Dans un documentaire de la chaîne internationale TV5 Monde, « Travailler avec sa voix avec Cyrielle Ndjiki Nya », on découvre le long chemin que la jeune soprano a parcouru et continue de parcourir. Et cela implique de la préparation physique. « En cela, le yoga est utile. Si la posture est mauvaise, la respiration trop courte, si on se tient penché, si le dos n’est pas droit, si les appuis au niveau des jambes ne sont pas assez solides, on le paie. Il faut vérifier que le corps est équilibré, que la respiration est libre, que le diaphragme réagit bien : il faut développer une force en souplesse. » Cela suppose aussi des moments de lâcher-prise total pour cette grande amoureuse de littérature adepte de tricot et de couture.
Dans une interview accordée à Radio France internationale (RFI), elle regrettait d’en savoir si peu sur le lyrique africain. Elle ne désespère pas de faire figurer un jour dans son répertoire l’œuvre de l’un de ses compositeurs. Certains ont reproché à la jeune femme, qui peut parfois se sentir bien seule, de défendre une culture qui n’est pas forcément la sienne. Pour Cyrielle Ndjiki Nya, c’est à cause de telles idées que les artistes d’ascendance africaine sont si peu représentés en France et sur les scènes mondiales.

> Données fournies
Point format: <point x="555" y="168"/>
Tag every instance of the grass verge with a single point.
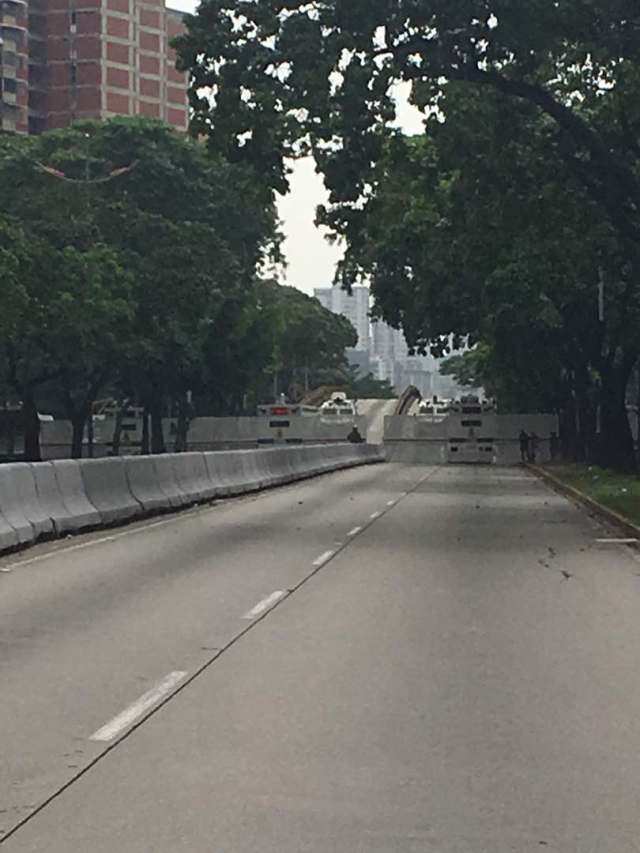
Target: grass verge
<point x="619" y="492"/>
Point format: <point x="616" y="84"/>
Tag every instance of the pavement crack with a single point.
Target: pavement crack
<point x="184" y="685"/>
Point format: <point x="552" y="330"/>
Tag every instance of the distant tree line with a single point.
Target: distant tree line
<point x="129" y="269"/>
<point x="513" y="221"/>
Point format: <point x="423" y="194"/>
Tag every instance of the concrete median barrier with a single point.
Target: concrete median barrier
<point x="106" y="486"/>
<point x="8" y="536"/>
<point x="144" y="483"/>
<point x="168" y="482"/>
<point x="61" y="496"/>
<point x="50" y="497"/>
<point x="14" y="505"/>
<point x="82" y="513"/>
<point x="191" y="474"/>
<point x="27" y="498"/>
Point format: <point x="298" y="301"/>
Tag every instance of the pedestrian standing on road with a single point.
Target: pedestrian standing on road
<point x="354" y="436"/>
<point x="524" y="445"/>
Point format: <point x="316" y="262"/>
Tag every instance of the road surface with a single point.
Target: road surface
<point x="386" y="659"/>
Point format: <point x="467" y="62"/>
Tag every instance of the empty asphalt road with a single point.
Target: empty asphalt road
<point x="386" y="659"/>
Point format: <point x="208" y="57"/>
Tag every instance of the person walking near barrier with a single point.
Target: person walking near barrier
<point x="354" y="436"/>
<point x="524" y="445"/>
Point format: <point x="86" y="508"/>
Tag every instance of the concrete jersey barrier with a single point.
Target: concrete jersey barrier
<point x="82" y="513"/>
<point x="50" y="498"/>
<point x="144" y="483"/>
<point x="16" y="504"/>
<point x="60" y="496"/>
<point x="106" y="486"/>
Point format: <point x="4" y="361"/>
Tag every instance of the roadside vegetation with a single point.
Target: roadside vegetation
<point x="136" y="266"/>
<point x="513" y="221"/>
<point x="619" y="492"/>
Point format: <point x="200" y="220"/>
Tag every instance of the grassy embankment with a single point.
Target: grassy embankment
<point x="619" y="492"/>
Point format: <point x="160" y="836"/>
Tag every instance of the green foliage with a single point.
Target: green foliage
<point x="495" y="227"/>
<point x="120" y="268"/>
<point x="368" y="387"/>
<point x="616" y="491"/>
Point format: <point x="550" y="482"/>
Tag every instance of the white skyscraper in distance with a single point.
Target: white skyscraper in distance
<point x="353" y="306"/>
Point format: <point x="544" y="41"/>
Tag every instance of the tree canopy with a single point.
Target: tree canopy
<point x="502" y="223"/>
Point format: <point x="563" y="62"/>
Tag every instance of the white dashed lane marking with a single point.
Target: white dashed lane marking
<point x="264" y="605"/>
<point x="138" y="708"/>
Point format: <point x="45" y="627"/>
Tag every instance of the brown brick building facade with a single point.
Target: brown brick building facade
<point x="14" y="65"/>
<point x="96" y="59"/>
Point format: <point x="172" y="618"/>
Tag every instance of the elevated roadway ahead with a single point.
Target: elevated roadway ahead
<point x="390" y="659"/>
<point x="374" y="413"/>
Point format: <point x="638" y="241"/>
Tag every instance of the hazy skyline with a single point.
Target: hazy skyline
<point x="311" y="260"/>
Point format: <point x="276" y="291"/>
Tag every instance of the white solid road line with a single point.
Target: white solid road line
<point x="265" y="604"/>
<point x="129" y="716"/>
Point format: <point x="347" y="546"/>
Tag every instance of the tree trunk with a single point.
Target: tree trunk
<point x="182" y="425"/>
<point x="615" y="447"/>
<point x="145" y="444"/>
<point x="90" y="433"/>
<point x="157" y="432"/>
<point x="78" y="421"/>
<point x="31" y="426"/>
<point x="117" y="428"/>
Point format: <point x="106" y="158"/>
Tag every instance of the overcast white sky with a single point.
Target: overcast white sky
<point x="311" y="259"/>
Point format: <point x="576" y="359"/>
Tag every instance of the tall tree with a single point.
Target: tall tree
<point x="137" y="241"/>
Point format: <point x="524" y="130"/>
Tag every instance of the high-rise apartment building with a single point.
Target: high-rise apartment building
<point x="354" y="306"/>
<point x="14" y="65"/>
<point x="95" y="59"/>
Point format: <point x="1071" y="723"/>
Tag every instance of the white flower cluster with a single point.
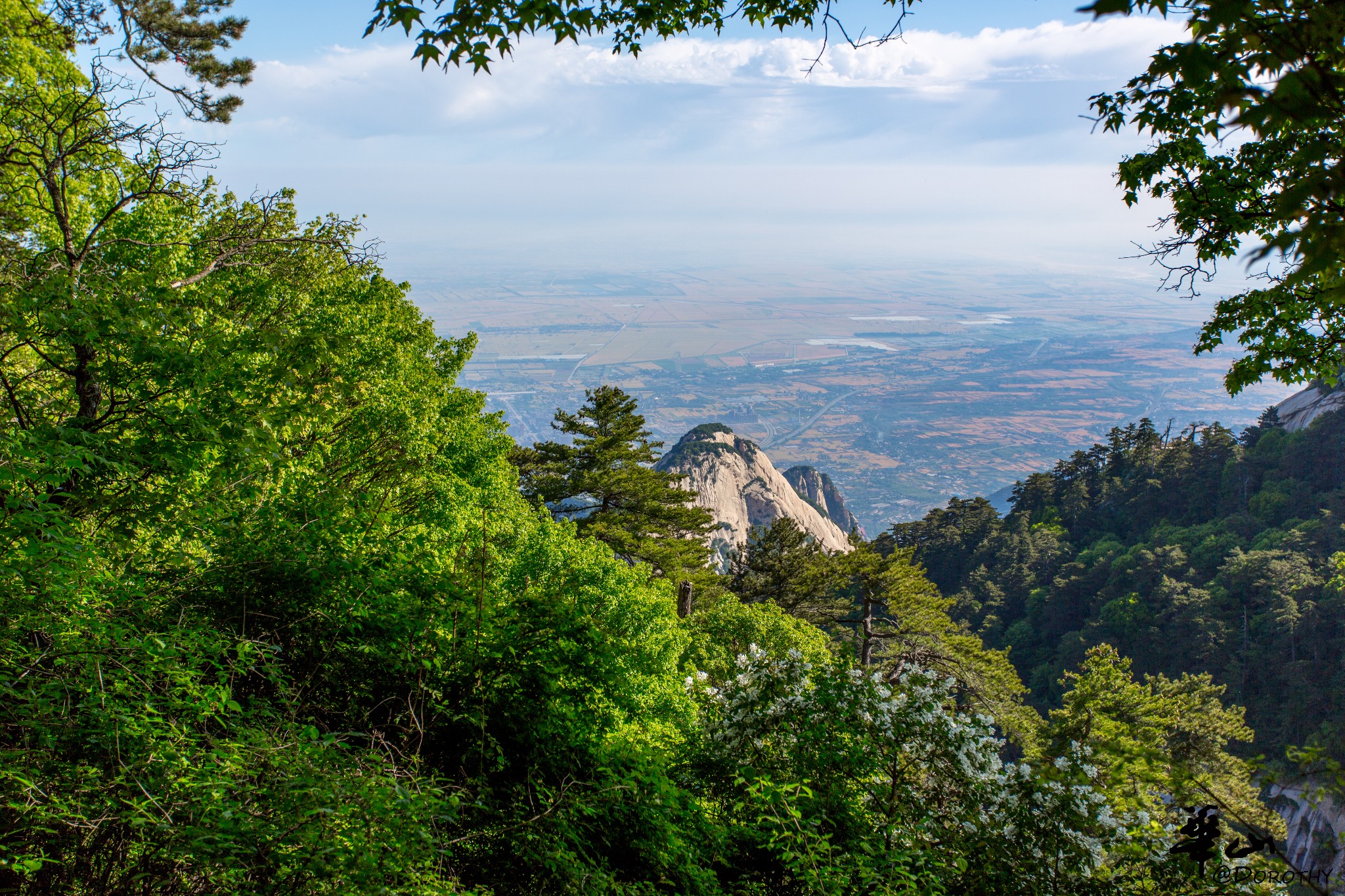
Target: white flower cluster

> Questions et consignes
[1] D'après le texte sur la soprano Cyrielle Ndjiki Nya, quelle pratique est jugée utile à sa préparation physique ?
[2] Poursuivez le texte sur la soprano Cyrielle Ndjiki Nya à la suite de sa dernière phrase.

> Réponses
[1] Le yoga.

[2]
« Combien de fois m’a-t-on répété : tu es chanteuse, que ne fais-tu du gospel ? Ce n’est pas parce que je suis noire que je me dois de faire du gospel, rétorque Cyrielle Ndjiki Nya. Le lyrique n’est pas un langage occidental. C’est juste un langage musical qu’on peut s’approprier comme n’importe quelle langue, si on en a envie et si on s’en donne les moyens. J’en ai appris les styles, les différentes langues et époques. Il n’y a donc pas de raison que je ne le défende pas. »
Pour cette jeune femme sculpturale qui fait l’unanimité à chaque concert et entend bien s’imposer dans ce milieu de plus en plus compétitif, le chant lyrique véhicule des émotions universelles. « Tout le monde, à un moment, a déjà eu peur, été blessé par amour, été angoissé, dévoré par la jalousie pour une raison x ou y. Il faut juste savoir se connecter à ces émotions. Même si on ne les appelle pas de la même manière dans toutes les langues, tout le monde les a ressenties. »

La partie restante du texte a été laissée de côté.